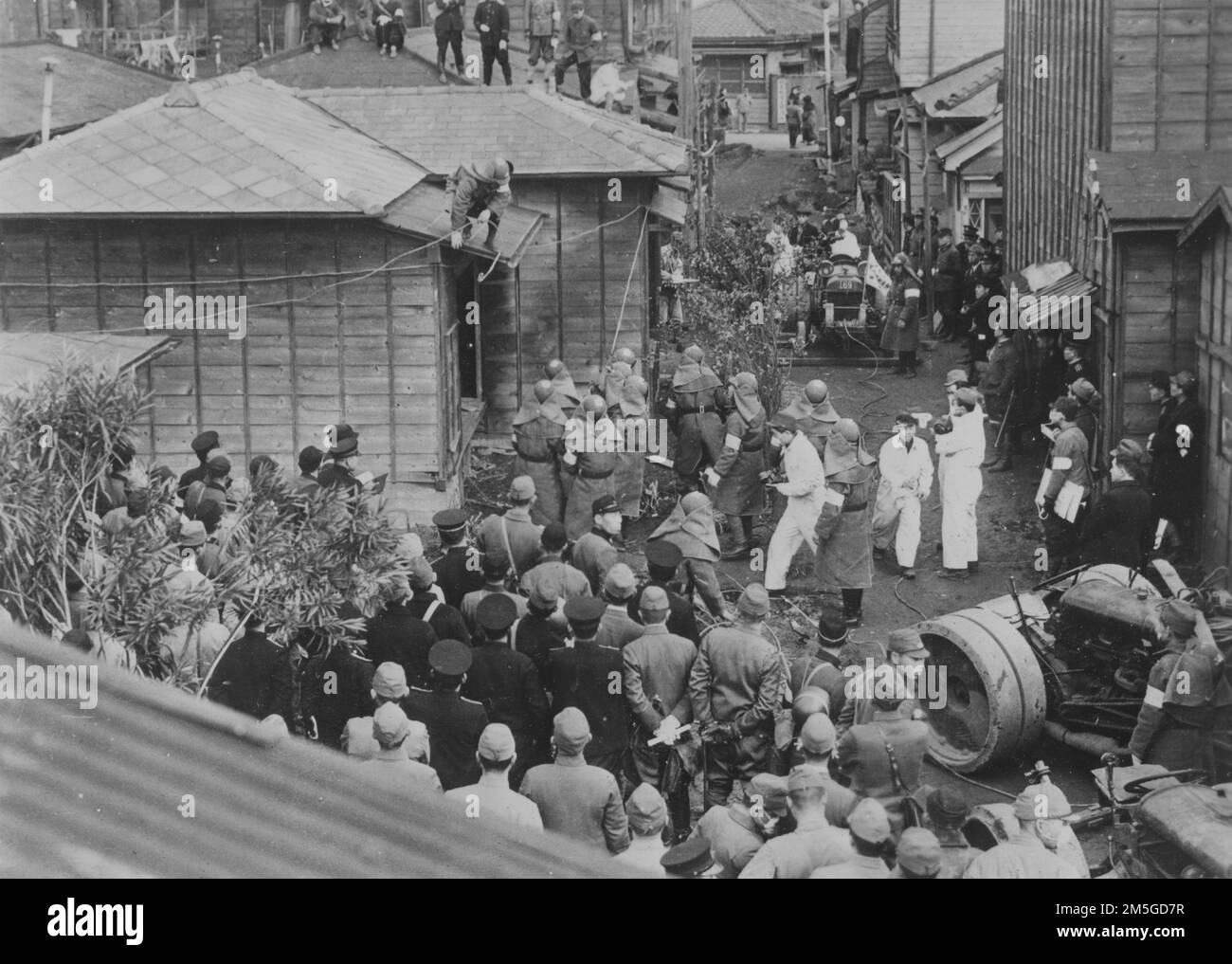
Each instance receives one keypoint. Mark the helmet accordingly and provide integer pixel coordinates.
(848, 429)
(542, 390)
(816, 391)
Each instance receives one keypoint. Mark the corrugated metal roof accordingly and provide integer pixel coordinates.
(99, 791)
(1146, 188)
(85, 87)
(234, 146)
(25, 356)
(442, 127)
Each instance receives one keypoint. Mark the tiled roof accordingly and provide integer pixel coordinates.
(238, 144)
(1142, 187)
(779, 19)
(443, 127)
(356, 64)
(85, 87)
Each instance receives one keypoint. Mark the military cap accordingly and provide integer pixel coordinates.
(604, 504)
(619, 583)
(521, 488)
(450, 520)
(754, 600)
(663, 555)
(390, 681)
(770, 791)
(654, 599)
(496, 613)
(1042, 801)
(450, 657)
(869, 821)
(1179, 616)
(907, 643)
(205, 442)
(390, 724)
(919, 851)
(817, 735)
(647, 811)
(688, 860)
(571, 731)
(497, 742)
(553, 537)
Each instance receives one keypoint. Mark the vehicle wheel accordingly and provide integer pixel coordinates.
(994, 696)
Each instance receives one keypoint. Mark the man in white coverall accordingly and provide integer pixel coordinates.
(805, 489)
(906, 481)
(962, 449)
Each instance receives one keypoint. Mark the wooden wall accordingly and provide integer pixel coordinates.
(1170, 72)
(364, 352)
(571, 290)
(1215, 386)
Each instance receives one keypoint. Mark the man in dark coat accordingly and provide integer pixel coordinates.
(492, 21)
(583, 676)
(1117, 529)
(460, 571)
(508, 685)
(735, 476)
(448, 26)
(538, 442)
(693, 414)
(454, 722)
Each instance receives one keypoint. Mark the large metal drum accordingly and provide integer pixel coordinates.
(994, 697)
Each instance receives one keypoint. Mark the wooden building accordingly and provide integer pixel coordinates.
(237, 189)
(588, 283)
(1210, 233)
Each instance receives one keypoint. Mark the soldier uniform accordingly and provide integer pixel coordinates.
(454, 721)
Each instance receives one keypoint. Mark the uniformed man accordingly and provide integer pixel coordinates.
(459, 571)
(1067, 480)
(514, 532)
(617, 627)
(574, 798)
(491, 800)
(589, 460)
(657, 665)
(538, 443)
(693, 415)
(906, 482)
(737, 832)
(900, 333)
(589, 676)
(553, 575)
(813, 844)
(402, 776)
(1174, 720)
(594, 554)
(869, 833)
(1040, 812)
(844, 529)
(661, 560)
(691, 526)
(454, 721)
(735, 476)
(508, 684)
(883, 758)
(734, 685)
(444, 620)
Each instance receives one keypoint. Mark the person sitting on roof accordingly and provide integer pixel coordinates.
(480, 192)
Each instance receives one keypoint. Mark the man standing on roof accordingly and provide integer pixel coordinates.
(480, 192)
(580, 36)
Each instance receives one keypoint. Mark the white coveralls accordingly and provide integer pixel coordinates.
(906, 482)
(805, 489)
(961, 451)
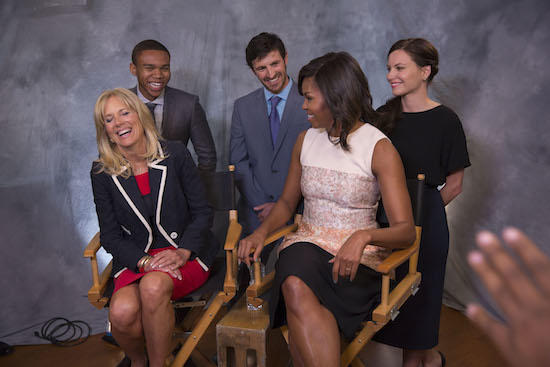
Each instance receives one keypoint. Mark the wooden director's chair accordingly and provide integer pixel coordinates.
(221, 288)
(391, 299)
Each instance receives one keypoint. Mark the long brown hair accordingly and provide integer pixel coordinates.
::::::::
■ TASK TO CARRY OUT
Please rewrite all the entries above, swapping "keypoint" for "marker" everywhere it occurs and keeping everything else the same. Omit the pictures.

■ RESULT OF THE TASK
Each instance receives one marker. Mark the helmet accordingly and provide integer pixel coordinates.
(848, 429)
(542, 390)
(816, 391)
Each instance receives one marker. Mark the corrugated metal roof accordingly and provide integer pixel coordinates.
(99, 791)
(1146, 188)
(85, 87)
(234, 146)
(25, 356)
(442, 127)
Each instance receives one marker. Mark the tiled roof accordingly and provide integer pixel coordinates.
(238, 144)
(1142, 187)
(779, 19)
(443, 127)
(356, 64)
(85, 87)
Each instance receives one marker. Mark the military cap accordingly and provide integer pixel coordinates.
(604, 504)
(619, 583)
(521, 488)
(450, 520)
(754, 600)
(663, 555)
(390, 681)
(770, 791)
(654, 599)
(496, 613)
(1042, 801)
(450, 657)
(869, 821)
(1179, 616)
(907, 643)
(205, 442)
(390, 724)
(919, 851)
(817, 735)
(647, 811)
(688, 860)
(571, 731)
(497, 742)
(553, 537)
Each instance receives one marker. Mark the vehicle wheel accordingly and provide integer pixel coordinates.
(994, 696)
Each instance receives one marker. Mark the man in white coverall accordingly and provide integer pixel coordinates.
(805, 489)
(906, 481)
(962, 449)
Each instance receives one marker. Mark the wooden wall accordingly and provide integer pixel coordinates.
(1170, 72)
(364, 352)
(571, 290)
(1215, 386)
Each instance receives one marker. Mark the man in dark coat accordingly and provide integer pixel coordinates.
(492, 21)
(583, 676)
(1117, 529)
(460, 571)
(508, 685)
(735, 476)
(448, 26)
(538, 442)
(693, 414)
(454, 722)
Each instance receives one marker. Mark the large metal drum accordingly and provide integer pixel coordinates.
(994, 697)
Each instance receives one marker. Mark the wooden building accordingly and provide integer pixel coordinates.
(237, 189)
(588, 283)
(1210, 233)
Each instance receives one marker. Mark the soldier uniform accordingly and provide integer pixel coordinates.
(454, 721)
Each instance receives one marker. Mark the uniformed man accordingly and provide integer pixel coordinates.
(459, 571)
(1067, 480)
(514, 532)
(617, 627)
(574, 798)
(491, 800)
(589, 460)
(657, 665)
(538, 443)
(693, 415)
(906, 482)
(737, 832)
(900, 333)
(589, 676)
(553, 575)
(813, 844)
(402, 776)
(1174, 720)
(594, 554)
(869, 833)
(1040, 812)
(844, 529)
(661, 560)
(691, 526)
(454, 721)
(735, 476)
(508, 684)
(883, 758)
(734, 685)
(444, 620)
Each instance receives one marker. Mark the person sitting on roof accordingly and provide integer pixel coordinates.
(480, 192)
Each instance receives one marker. Mark the man standing on roof accordingly and provide integer pixel coordinates.
(480, 192)
(580, 36)
Each instance receives one marker. Mark the white coveralls accordingly and provide integer pixel coordinates.
(906, 482)
(805, 489)
(961, 451)
Each instance receives one marker. Mark the wooden director's chair accordingly and provide integer pixel coordinates.
(221, 288)
(391, 299)
Each instance receives one marker. Mark the long brown hair accordingly and provide integer pixel coordinates.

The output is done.